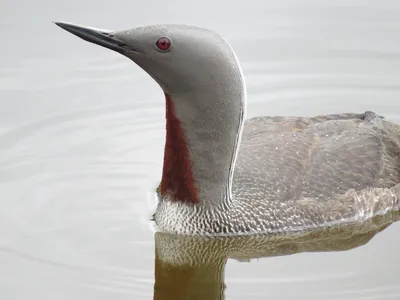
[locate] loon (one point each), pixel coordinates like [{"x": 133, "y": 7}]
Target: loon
[{"x": 223, "y": 175}]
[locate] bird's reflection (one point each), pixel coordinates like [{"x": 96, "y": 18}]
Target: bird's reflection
[{"x": 193, "y": 267}]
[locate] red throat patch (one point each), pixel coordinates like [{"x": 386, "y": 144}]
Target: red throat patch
[{"x": 177, "y": 176}]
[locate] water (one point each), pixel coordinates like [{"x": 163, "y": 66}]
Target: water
[{"x": 81, "y": 141}]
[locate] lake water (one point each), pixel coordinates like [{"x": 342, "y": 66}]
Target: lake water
[{"x": 81, "y": 145}]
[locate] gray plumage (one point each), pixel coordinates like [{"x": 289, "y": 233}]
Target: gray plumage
[
  {"x": 296, "y": 174},
  {"x": 266, "y": 175}
]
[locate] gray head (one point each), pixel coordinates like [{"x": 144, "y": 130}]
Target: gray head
[
  {"x": 199, "y": 72},
  {"x": 179, "y": 57}
]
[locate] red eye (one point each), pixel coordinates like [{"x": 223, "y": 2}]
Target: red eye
[{"x": 163, "y": 44}]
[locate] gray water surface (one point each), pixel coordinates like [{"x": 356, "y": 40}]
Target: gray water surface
[{"x": 82, "y": 134}]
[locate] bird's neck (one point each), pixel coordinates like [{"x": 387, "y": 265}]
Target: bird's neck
[{"x": 201, "y": 148}]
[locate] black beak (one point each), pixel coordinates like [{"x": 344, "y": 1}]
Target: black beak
[{"x": 96, "y": 36}]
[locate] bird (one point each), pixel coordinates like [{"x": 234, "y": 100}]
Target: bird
[{"x": 225, "y": 175}]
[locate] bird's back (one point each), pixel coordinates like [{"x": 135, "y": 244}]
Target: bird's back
[{"x": 292, "y": 158}]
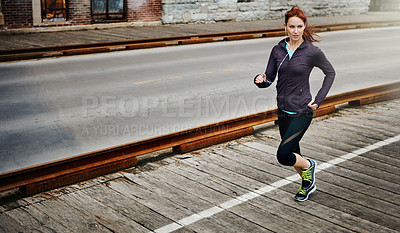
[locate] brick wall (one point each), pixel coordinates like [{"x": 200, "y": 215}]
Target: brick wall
[
  {"x": 17, "y": 13},
  {"x": 79, "y": 12},
  {"x": 144, "y": 10}
]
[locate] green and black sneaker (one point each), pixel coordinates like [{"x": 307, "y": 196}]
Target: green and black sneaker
[
  {"x": 308, "y": 182},
  {"x": 302, "y": 194}
]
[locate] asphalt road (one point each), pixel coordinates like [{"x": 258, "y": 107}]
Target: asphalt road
[{"x": 60, "y": 107}]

◆ **Directions for this task**
Copy all of the lines above verbatim, leaving out the pictures.

◆ **Solution to this task**
[locate] loon (one point each), pixel coordinates like [{"x": 133, "y": 7}]
Target: loon
[{"x": 223, "y": 175}]
[locate] bird's reflection (one point each), pixel coordinates like [{"x": 96, "y": 18}]
Target: bird's reflection
[{"x": 193, "y": 267}]
[locate] red throat patch (one point each), pixel coordinates like [{"x": 386, "y": 144}]
Target: red throat patch
[{"x": 177, "y": 176}]
[locate] water (one point each), pixel coordinates like [{"x": 163, "y": 66}]
Target: water
[{"x": 81, "y": 141}]
[locate] lake water (one point each), pixel coordinates like [{"x": 342, "y": 66}]
Target: lake water
[{"x": 81, "y": 145}]
[locate] gray plumage (one point each), pixel coordinates like [{"x": 289, "y": 233}]
Target: gray plumage
[
  {"x": 296, "y": 174},
  {"x": 266, "y": 175}
]
[locate] gray head (one point each), pixel coordinates like [{"x": 144, "y": 130}]
Target: gray head
[
  {"x": 199, "y": 72},
  {"x": 179, "y": 57}
]
[locate] red eye (one point each), pixel coordinates like [{"x": 223, "y": 2}]
Target: red eye
[{"x": 163, "y": 44}]
[locate] gray water surface (one point each), pixel coordinates like [{"x": 356, "y": 40}]
Target: gray water surface
[{"x": 82, "y": 134}]
[locate] bird's neck (one point each), pixel coordinates like [{"x": 387, "y": 265}]
Target: bird's neck
[{"x": 201, "y": 148}]
[locate] black beak (one point each), pixel coordinates like [{"x": 344, "y": 1}]
Target: black beak
[{"x": 96, "y": 36}]
[locate] bird (one point each), pixel coordinates like [{"x": 234, "y": 100}]
Target: bird
[{"x": 225, "y": 175}]
[locate] bird's back (one point each), pixel coordinates like [{"x": 135, "y": 244}]
Target: bird's back
[{"x": 292, "y": 158}]
[locate] brick wall (one point each), pixel coordinates like [{"x": 200, "y": 215}]
Target: brick wall
[
  {"x": 17, "y": 13},
  {"x": 79, "y": 12},
  {"x": 144, "y": 10}
]
[locate] green and black sneaker (one point each), pixel coordinates like [{"x": 307, "y": 196}]
Target: green and black sneaker
[
  {"x": 308, "y": 182},
  {"x": 302, "y": 194}
]
[locate] asphalt road (one point each), pixel coordinates like [{"x": 258, "y": 107}]
Target: asphalt road
[{"x": 60, "y": 107}]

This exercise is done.